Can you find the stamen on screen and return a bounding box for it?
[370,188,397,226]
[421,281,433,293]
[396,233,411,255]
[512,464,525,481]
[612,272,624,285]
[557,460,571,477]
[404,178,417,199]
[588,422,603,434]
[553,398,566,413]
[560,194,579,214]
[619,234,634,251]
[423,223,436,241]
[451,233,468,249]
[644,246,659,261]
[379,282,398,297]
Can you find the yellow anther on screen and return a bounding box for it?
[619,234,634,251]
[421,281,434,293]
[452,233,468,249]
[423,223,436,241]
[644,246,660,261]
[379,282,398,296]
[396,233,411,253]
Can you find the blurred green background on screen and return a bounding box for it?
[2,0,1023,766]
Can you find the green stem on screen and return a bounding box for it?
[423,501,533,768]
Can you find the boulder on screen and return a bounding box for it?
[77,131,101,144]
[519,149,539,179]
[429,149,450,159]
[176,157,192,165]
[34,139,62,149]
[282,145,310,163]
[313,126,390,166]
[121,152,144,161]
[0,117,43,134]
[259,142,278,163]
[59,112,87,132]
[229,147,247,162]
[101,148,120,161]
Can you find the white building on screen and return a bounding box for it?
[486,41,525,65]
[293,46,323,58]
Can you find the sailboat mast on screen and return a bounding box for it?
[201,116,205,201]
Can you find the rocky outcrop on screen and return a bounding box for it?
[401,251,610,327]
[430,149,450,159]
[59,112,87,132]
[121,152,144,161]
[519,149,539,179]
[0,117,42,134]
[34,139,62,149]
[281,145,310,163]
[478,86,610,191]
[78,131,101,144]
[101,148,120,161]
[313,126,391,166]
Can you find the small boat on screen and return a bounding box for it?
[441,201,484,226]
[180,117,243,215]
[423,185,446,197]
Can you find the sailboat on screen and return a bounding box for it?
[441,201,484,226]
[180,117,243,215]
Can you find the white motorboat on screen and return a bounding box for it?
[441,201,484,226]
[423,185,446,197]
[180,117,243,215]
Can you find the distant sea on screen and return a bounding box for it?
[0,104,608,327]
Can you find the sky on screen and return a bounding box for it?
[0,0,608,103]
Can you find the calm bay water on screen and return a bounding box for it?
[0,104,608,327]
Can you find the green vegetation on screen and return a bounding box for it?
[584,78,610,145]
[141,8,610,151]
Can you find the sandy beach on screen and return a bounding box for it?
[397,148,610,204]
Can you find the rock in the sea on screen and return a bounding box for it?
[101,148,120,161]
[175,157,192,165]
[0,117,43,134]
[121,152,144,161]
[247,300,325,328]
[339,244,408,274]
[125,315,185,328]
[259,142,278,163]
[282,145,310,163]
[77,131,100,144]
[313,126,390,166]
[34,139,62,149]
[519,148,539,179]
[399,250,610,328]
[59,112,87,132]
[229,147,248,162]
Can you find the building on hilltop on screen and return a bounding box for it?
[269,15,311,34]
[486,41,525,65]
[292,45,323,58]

_ _ _ _ _ _ _

Write the material out again in full, leaving no line out.

Solution for this exercise:
Can you find the stamen on screen and return a bounding box for it?
[370,188,397,226]
[421,281,433,293]
[396,233,411,255]
[512,464,525,481]
[612,272,624,285]
[557,460,571,477]
[404,178,417,199]
[588,422,603,434]
[553,398,566,413]
[560,194,579,214]
[619,234,634,251]
[423,223,436,241]
[451,233,468,249]
[644,246,659,261]
[379,282,398,297]
Can you find the yellow anther on screen and return a bounding box for it?
[619,234,634,251]
[421,281,434,293]
[452,233,468,249]
[423,223,436,241]
[644,246,660,261]
[379,282,398,296]
[396,233,411,253]
Can you find the blurred green background on screen and return a bounding box for it?
[2,0,1023,766]
Can you find the green stem on screen and return a bounding box for it?
[423,501,533,768]
Can you find the boulder on screen and return a bounding box for it?
[77,131,101,144]
[519,149,539,179]
[429,149,450,159]
[176,157,192,165]
[34,139,62,149]
[282,145,310,163]
[313,126,390,166]
[121,152,144,161]
[0,117,43,134]
[259,142,278,163]
[59,112,87,132]
[229,147,247,162]
[101,148,120,161]
Can you find the white building on screen and return a bounding box for it?
[486,41,525,65]
[293,46,323,58]
Can you find the sailboat mast on screen and return a bounding box for it?
[201,116,205,201]
Can you find the rocky outcrop on screen and return a bounding box for it?
[401,251,610,327]
[430,149,450,159]
[59,112,87,132]
[121,152,144,161]
[519,149,539,179]
[0,117,42,134]
[34,139,62,149]
[281,145,310,163]
[478,86,610,191]
[78,131,101,144]
[101,148,120,161]
[313,126,391,166]
Can you find the small boat on screen and return a bounding box for it?
[441,201,484,226]
[180,117,243,215]
[423,185,446,197]
Can you find the sailboat on screen and return a bounding box for it?
[441,201,484,226]
[180,117,243,215]
Can you find the white motorboat on screen and return a bounding box for it?
[441,201,484,226]
[423,185,446,197]
[180,117,243,215]
Can you find the distant sea on screen and return a bounding box for it?
[0,104,608,327]
Can you find the sky on screen and return a bounding box for it?
[0,0,608,103]
Can you find the calm bay water on screen and return a bounding box for it?
[0,104,608,327]
Can you find the green vegetation on screen and return a bounding box for it?
[584,78,610,145]
[141,8,610,151]
Can you find the sandy beach on screen and return a bounding box for it?
[397,148,610,204]
Can you find the rock in the sea on screen and return a bounding box for it?
[101,148,120,161]
[175,157,192,165]
[0,117,43,134]
[121,152,144,161]
[247,300,325,328]
[339,244,408,274]
[125,315,185,328]
[259,142,278,163]
[282,145,310,163]
[77,131,100,144]
[313,126,390,166]
[34,139,62,149]
[519,148,539,179]
[399,250,610,328]
[59,112,87,132]
[229,147,248,162]
Can you find the building on hilltop on screen and return a bounding box for it?
[269,15,311,34]
[486,41,525,65]
[292,45,323,58]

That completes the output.